§ Text excerpt
Meanwhile the cold north regions would get the benefits of more heat and better climate.
Also, since trees and plants are carbon dioxide consumers, higher carbon dioxide in the atmosphere would be good for plant growth worldwide (not just the polar regions). It would make agriculture more productive. It would make the tropical forests lusher, but not hotter.
@parviziyi It’s not quite like that…
The climate may be 30–50 percent more sensitive to atmospheric carbon dioxide in the long term than previously thought, according to a study published in Nature Geoscience yesterday.
“Climate change is affecting water supplies for cities and farms; leading to more severe droughts, hurricanes, and floods; contributing to more intense forest fires; and putting coastal communities at risk,” said Secretary of the Interior Ken Salazar, who is on his way to the global climate change conference convening this week in Copenhagen. “This study and the ongoing work of our USGS scientists will help us continue to build more precise long-term projections and to prepare for the impacts of climate change on our world.”
http://www.usgs.gov/newsroom/article.asp?ID=2358
Are Fuel cell vehicles a bad thing
?
Sujay
Mr. Bradley, would you like to buy some beach front property in Arizona? People should not believe anything that the Secretary of the Interior says. Everyone needs to wake up. Our gov needs more monies, “oh this is not a tax, it is for the environment”. WAKE UP. This is all about 1 degree increase per 100 years. Does anyone know that ice evaporates without temperatures above freezing, it is called Sublimation. Have you or anyone else that believes this crap (Al Gore)stopped driving your car? NO. Is there a replacement for fossil fuels? NO. “Save the Planet”, someone tell me from what, what needs to be saved? One person, real data. I say it is from the Weak Minded and Weak Hearted.
ignorance and avarice triumph, as usual
Who in the 18th or 19th centuries talked about global warming?

§ Records supplied
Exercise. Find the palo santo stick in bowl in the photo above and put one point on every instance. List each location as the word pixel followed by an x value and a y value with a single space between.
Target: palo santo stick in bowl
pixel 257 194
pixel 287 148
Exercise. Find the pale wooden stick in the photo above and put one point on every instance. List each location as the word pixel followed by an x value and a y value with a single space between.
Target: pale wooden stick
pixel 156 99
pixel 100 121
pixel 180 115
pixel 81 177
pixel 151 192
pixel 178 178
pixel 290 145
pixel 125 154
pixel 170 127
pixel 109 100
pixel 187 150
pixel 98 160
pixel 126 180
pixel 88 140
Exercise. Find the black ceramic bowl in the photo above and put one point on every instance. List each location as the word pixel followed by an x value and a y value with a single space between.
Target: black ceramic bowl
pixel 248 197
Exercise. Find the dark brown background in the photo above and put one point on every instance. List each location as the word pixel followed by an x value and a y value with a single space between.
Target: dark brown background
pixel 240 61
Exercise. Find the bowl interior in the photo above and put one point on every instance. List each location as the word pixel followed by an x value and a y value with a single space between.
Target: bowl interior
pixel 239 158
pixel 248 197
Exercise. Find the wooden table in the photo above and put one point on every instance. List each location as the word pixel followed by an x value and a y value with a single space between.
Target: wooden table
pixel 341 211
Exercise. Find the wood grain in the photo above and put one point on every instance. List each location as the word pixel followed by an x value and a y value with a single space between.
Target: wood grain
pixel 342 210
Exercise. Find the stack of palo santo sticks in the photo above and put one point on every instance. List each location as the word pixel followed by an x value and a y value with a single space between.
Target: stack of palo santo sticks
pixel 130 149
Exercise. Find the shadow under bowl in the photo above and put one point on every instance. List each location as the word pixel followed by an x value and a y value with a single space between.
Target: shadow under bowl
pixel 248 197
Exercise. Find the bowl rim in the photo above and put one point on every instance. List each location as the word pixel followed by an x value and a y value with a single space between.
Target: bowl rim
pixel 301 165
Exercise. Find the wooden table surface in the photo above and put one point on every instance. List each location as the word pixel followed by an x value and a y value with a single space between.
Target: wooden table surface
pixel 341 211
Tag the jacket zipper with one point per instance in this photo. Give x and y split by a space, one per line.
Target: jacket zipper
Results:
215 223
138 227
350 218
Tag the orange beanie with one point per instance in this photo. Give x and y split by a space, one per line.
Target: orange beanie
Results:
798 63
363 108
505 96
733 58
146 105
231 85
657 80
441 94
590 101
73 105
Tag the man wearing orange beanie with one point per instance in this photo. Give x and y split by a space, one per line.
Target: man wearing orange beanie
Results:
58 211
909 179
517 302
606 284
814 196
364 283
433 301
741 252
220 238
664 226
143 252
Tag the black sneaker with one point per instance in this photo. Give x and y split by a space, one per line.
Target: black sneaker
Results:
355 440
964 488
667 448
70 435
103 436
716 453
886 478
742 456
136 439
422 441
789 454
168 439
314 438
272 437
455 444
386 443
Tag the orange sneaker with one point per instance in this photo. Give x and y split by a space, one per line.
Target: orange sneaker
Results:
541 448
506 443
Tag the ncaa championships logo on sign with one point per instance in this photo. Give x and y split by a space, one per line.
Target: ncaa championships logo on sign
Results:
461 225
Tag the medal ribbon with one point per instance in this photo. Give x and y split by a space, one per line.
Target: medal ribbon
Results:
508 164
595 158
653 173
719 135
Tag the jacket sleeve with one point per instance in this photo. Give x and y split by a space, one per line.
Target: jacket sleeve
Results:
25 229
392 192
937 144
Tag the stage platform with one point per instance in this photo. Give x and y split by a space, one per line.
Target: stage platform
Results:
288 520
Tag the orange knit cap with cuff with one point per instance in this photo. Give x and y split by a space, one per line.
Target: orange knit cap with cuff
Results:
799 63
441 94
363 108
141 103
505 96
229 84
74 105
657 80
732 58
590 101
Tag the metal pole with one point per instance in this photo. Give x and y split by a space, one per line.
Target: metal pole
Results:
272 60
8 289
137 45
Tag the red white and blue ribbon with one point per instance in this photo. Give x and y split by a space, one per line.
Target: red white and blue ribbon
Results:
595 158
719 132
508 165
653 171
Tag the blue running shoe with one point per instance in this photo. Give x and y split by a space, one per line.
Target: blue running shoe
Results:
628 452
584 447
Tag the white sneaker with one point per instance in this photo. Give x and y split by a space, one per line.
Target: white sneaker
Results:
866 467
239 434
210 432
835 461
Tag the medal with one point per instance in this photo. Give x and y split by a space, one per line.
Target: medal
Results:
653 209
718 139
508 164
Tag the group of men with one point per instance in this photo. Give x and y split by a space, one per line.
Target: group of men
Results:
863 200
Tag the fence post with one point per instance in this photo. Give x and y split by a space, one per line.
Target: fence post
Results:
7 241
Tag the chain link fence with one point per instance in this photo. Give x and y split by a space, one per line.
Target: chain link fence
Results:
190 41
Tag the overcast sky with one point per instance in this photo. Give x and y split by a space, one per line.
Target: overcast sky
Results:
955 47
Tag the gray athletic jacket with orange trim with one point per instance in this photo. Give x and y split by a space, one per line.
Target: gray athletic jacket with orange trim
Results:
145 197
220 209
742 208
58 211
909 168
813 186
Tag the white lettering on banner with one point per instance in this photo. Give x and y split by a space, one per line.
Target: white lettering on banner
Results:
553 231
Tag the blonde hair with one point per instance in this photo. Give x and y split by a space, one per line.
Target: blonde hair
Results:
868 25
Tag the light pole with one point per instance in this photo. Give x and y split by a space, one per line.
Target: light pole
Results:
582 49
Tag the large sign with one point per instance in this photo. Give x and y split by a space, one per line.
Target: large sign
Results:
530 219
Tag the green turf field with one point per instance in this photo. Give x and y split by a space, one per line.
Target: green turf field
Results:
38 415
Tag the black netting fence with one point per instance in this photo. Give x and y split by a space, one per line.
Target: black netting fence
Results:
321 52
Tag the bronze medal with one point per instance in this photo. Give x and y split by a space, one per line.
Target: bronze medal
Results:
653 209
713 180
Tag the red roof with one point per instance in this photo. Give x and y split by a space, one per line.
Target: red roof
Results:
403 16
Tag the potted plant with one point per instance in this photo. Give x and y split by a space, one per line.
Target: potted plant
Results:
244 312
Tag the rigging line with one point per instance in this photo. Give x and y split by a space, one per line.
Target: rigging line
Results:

§ Problem description
Please continue the climate change discussion with the next part, not the entries.

§ Output below
It may come as a surprise to the historically ignorant but — people burned down the forests first, then they burned coal and coke — the great “fogs” of London in Victoria’s time were coal fed smog. By 1900 oil consumption was on its way up — with Standard Oil and conglomerates to come. So, roughly 200 years of dirty air (particulates, oxides of nitrogen, hydrocarbons, CO2).
Sadly, research in areas where ideology (including religious ideology) triumphs over useful scientific inquiry — like modern evolutionary theory and human-induced global warming — are playgrounds for the monied class supporting the ignorant substructure so carefully manufactured by US public education.
the anti_supernaturalist
Who in the 18th and 19th centuries talked about global warming?
Err…Joseph Fourier, Lord Kelvin, William Thomson, Svante Arrhenius etc etc…
This article deceptively leaves out the fact that the .038% of CO2 in the atmosphere is not all man made. Only .0114% of the atmosphere is man made CO2.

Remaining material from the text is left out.